EXERCISE DESCRIPTION: Reproduce the records below in their entirety, character for character.

Location labeling records
## START

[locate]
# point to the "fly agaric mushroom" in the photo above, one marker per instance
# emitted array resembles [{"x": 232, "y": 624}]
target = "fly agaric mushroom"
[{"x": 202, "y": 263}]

## END

ANSWER TO THIS PROBLEM:
[locate]
# point to the "fly agaric mushroom" in the photo above, one marker per instance
# emitted array resembles [{"x": 232, "y": 624}]
target = "fly agaric mushroom"
[{"x": 202, "y": 263}]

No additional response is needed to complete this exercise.